YOUR GOAL: Could you recast the records below as a Markdown table with the columns "Row" and "Line", numbering each row and leaving out blank lines and the pictures?

SUPPLIED MATERIAL:

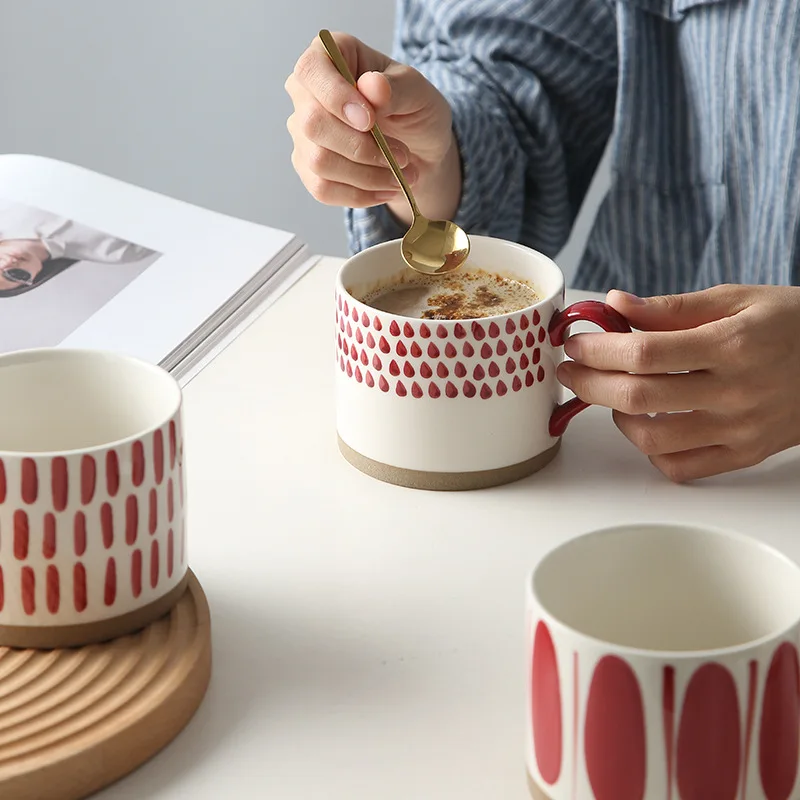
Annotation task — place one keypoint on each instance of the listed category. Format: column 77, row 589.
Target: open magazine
column 90, row 261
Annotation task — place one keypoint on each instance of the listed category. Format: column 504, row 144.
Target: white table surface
column 368, row 639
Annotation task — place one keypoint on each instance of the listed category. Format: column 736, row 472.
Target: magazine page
column 90, row 261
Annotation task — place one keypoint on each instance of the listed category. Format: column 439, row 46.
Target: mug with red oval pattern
column 92, row 539
column 663, row 665
column 454, row 404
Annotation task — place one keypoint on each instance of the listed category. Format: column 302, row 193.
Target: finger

FINAL RESULT:
| Row | Line |
|---|---|
| 1 | Annotation task — place one keypoint on each instance of the listed category. Format: column 77, row 589. |
| 2 | Target: open magazine |
| 3 | column 90, row 261 |
| 4 | Annotation task — place one keypoint on each instance of the listed category. Format: column 504, row 144. |
| 5 | Target: white table surface |
| 6 | column 368, row 639 |
| 7 | Annotation task — place one keypoint on each instance of the listed category. Format: column 736, row 472. |
| 8 | Target: magazine page |
| 9 | column 90, row 261 |
| 10 | Annotation task — place one keypoint on each instance of the listed category. Format: column 439, row 46. |
| 11 | Target: mug with red oval pattern |
| 12 | column 92, row 539 |
| 13 | column 663, row 665 |
| 14 | column 454, row 404 |
| 15 | Annotation task — place one keypoint on each instance of the listed category. Format: column 302, row 193. |
| 16 | Target: finger |